§ **Records**
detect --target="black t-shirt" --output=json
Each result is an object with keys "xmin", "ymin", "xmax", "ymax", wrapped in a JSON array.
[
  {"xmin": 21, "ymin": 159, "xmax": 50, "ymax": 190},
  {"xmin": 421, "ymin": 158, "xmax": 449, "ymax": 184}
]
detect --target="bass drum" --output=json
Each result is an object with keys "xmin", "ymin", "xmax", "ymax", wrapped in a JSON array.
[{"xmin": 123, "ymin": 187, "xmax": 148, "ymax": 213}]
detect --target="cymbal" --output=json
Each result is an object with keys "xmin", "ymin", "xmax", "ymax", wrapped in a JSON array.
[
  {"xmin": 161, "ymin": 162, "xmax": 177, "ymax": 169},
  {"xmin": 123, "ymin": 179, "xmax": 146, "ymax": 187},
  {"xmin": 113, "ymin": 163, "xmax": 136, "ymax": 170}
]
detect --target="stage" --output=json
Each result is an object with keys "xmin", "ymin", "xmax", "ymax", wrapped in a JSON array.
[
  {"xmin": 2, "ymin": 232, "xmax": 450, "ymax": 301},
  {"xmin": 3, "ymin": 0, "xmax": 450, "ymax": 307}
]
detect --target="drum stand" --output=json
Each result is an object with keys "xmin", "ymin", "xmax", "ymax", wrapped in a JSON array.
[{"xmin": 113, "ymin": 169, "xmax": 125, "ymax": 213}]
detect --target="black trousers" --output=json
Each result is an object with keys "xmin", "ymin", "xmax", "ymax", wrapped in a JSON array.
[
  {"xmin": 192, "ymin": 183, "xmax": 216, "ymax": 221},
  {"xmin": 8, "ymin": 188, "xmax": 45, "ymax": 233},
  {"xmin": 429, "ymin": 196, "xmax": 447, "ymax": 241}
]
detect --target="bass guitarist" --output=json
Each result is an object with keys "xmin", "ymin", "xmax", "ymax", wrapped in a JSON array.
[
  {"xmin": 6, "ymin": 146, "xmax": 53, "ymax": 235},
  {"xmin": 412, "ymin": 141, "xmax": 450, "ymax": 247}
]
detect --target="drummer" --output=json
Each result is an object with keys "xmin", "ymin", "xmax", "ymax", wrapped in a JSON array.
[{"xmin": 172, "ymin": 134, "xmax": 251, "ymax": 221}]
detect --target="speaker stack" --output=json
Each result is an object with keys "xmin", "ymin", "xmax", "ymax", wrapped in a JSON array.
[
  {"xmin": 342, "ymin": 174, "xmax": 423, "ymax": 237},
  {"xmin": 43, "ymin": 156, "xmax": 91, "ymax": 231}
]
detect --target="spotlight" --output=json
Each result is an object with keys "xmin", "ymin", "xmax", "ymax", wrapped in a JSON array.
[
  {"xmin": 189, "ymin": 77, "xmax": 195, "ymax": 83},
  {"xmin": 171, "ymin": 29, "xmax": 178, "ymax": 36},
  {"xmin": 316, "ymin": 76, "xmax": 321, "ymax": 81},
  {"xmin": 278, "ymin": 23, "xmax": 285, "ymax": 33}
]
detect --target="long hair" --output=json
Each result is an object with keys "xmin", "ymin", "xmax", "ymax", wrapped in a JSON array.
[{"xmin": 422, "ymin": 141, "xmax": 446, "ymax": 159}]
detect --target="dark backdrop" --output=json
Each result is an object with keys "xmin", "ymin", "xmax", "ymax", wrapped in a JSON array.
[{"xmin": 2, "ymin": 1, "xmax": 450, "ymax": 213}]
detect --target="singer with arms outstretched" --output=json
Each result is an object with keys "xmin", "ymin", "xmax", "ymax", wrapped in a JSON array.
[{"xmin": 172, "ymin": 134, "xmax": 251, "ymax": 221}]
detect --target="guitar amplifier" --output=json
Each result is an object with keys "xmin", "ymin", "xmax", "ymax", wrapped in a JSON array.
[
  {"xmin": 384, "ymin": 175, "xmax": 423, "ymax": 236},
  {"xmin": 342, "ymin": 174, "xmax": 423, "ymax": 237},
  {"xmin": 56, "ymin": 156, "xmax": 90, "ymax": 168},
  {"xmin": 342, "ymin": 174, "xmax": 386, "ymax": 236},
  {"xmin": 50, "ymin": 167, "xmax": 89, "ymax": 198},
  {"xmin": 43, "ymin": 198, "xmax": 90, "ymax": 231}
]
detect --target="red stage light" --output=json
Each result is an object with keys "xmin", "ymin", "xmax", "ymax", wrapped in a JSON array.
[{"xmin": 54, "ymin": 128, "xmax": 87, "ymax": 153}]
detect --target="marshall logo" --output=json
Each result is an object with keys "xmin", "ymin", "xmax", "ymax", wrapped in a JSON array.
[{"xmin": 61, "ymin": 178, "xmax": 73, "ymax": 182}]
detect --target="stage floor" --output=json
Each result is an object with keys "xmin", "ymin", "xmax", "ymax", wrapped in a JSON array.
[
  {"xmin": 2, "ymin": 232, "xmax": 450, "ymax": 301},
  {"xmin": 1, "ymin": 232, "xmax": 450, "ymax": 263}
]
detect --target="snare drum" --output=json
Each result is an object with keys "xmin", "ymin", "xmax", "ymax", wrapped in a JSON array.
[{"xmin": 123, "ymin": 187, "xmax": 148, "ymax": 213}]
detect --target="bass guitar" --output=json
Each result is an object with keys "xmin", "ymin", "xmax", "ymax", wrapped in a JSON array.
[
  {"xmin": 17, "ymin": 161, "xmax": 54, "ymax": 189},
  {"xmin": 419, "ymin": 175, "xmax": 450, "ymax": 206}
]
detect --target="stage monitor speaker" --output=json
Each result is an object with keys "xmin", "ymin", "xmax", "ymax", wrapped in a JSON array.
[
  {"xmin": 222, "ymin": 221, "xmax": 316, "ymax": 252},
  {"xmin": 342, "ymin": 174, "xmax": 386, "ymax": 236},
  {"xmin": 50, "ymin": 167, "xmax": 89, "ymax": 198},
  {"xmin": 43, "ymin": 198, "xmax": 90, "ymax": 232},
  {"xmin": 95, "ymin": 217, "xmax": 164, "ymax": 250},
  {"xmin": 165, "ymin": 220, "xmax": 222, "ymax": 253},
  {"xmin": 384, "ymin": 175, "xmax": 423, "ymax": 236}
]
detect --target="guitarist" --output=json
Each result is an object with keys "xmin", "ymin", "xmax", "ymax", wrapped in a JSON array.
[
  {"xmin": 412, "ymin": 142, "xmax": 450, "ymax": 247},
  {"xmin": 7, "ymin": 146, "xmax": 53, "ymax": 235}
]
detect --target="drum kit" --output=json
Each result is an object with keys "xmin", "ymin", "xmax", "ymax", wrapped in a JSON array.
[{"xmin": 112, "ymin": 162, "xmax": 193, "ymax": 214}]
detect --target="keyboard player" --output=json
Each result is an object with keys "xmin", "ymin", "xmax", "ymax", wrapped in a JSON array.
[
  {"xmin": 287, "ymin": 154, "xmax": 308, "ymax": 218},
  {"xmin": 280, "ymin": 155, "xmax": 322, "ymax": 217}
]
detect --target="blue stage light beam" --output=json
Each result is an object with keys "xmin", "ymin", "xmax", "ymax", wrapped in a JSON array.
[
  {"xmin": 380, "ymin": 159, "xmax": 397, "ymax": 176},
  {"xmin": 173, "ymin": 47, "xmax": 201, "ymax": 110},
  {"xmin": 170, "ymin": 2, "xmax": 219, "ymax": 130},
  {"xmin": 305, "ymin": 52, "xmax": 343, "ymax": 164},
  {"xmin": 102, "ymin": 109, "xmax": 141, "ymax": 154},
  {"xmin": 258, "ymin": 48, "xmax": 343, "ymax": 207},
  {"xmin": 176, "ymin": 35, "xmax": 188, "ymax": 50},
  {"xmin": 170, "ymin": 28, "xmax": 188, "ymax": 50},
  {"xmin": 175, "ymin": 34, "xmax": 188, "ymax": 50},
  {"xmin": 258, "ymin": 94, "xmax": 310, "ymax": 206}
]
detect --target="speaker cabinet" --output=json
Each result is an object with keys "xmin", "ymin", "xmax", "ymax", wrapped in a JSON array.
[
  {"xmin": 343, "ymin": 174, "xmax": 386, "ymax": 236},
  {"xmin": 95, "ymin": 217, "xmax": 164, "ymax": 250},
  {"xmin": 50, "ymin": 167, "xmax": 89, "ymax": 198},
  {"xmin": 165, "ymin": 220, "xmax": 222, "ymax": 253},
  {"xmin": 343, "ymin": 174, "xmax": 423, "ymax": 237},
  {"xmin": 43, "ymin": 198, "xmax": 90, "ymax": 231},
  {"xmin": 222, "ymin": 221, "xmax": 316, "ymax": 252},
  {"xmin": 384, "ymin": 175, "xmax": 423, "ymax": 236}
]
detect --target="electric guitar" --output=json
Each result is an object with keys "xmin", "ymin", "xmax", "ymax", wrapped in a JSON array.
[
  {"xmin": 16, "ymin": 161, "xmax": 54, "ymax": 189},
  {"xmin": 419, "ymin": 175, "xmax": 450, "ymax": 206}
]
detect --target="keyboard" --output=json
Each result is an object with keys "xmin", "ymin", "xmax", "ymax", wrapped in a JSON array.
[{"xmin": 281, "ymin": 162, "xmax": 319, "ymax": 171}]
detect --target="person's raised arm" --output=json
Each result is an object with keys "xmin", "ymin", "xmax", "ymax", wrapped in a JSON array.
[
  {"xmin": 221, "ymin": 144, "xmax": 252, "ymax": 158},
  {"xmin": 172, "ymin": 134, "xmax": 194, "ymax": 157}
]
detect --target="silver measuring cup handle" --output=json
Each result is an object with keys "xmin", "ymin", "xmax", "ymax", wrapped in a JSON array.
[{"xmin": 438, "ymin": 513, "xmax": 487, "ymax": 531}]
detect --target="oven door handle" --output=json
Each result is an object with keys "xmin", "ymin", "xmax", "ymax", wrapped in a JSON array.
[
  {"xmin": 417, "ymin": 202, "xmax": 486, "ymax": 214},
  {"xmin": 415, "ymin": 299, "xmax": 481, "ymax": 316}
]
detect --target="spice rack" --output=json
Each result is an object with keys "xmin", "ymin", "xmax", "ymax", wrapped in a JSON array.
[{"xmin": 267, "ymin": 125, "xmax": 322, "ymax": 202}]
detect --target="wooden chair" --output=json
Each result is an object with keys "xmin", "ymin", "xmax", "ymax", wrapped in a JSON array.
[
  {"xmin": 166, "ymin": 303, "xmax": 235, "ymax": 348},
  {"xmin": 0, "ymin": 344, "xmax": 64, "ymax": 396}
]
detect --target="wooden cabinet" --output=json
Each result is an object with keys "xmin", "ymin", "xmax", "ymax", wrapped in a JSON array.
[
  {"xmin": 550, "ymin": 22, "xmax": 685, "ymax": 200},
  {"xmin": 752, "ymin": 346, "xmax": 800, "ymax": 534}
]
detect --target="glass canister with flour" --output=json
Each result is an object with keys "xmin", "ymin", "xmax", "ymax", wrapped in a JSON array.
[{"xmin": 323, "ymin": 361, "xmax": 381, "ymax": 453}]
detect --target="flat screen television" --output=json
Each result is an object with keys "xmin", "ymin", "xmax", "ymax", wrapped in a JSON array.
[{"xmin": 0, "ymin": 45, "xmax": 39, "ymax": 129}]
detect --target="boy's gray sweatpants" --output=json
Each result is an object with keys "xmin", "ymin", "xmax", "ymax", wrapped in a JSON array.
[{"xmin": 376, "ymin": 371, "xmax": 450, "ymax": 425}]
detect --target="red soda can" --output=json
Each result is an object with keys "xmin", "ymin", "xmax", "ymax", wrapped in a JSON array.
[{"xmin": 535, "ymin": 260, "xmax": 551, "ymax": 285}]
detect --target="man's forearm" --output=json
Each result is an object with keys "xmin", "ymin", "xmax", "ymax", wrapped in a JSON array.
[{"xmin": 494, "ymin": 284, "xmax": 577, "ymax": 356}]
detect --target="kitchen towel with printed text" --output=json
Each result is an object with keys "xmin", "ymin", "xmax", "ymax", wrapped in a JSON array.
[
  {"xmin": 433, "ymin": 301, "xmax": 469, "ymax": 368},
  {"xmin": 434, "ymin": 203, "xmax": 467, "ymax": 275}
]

§ **Goal of the exercise**
The answer must be every line of the listing that holds the word "guitarist".

§ **Written solution**
detect --target="bass guitarist" --output=json
detect --target="guitarist" --output=json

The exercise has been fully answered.